- Exercise details -
Please pull out each line below that contains the string "tile". Case counts.

- Listing -
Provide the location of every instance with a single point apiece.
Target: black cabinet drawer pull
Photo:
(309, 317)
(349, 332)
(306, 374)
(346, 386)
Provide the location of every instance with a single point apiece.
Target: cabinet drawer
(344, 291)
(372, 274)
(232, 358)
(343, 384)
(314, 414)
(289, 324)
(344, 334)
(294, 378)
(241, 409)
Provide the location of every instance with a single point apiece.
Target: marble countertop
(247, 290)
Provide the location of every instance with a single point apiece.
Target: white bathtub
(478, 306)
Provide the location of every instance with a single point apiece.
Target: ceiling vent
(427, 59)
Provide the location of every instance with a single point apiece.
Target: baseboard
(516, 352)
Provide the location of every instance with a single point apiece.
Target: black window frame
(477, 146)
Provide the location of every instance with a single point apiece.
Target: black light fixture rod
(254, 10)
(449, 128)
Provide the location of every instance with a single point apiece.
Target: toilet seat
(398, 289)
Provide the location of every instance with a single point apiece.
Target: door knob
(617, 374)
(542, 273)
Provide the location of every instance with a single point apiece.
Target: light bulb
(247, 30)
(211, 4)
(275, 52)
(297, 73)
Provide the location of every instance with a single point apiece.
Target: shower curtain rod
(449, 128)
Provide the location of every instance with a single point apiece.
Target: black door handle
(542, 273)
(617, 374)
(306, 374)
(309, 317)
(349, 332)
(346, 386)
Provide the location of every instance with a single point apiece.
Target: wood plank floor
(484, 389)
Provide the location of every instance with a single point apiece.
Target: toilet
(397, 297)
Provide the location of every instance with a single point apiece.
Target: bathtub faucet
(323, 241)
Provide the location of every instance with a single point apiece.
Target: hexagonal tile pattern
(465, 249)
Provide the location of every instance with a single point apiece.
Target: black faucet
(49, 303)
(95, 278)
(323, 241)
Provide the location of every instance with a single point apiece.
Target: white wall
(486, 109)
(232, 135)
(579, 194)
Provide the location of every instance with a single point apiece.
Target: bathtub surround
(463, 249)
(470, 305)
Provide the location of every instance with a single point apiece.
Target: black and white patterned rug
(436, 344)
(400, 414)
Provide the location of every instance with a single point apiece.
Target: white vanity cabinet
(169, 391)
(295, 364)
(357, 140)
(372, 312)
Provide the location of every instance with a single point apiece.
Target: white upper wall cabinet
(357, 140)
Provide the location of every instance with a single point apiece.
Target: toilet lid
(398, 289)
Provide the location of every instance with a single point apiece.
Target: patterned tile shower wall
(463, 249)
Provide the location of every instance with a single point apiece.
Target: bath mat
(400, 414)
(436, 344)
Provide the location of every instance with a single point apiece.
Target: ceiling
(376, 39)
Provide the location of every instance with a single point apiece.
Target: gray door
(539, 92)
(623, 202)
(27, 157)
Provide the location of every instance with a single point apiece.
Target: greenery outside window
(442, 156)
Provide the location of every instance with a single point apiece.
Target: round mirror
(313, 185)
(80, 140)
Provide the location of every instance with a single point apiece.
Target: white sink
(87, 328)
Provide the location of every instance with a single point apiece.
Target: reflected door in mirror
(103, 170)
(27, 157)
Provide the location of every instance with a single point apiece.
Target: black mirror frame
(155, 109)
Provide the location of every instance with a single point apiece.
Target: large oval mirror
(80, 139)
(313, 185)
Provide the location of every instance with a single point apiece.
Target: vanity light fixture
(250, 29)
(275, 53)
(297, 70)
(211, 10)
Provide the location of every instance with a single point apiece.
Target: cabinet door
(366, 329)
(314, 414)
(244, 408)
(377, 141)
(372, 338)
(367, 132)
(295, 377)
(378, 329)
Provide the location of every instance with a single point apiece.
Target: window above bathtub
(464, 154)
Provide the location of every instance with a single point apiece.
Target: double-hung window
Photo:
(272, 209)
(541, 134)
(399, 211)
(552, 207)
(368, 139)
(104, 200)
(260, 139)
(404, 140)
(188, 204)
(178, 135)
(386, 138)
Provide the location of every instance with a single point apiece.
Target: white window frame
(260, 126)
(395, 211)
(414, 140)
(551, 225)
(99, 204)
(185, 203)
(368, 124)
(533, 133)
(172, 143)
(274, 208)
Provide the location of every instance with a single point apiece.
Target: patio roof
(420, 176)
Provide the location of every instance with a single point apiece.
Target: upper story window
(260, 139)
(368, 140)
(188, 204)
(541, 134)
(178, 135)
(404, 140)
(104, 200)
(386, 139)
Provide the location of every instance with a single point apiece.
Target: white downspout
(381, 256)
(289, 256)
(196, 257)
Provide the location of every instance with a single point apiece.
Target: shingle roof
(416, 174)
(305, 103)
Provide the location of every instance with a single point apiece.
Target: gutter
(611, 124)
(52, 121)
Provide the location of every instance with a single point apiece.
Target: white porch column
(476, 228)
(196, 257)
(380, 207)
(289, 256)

- Task response -
Target: hexagonal tile pattern
Target: patterned tile shower wall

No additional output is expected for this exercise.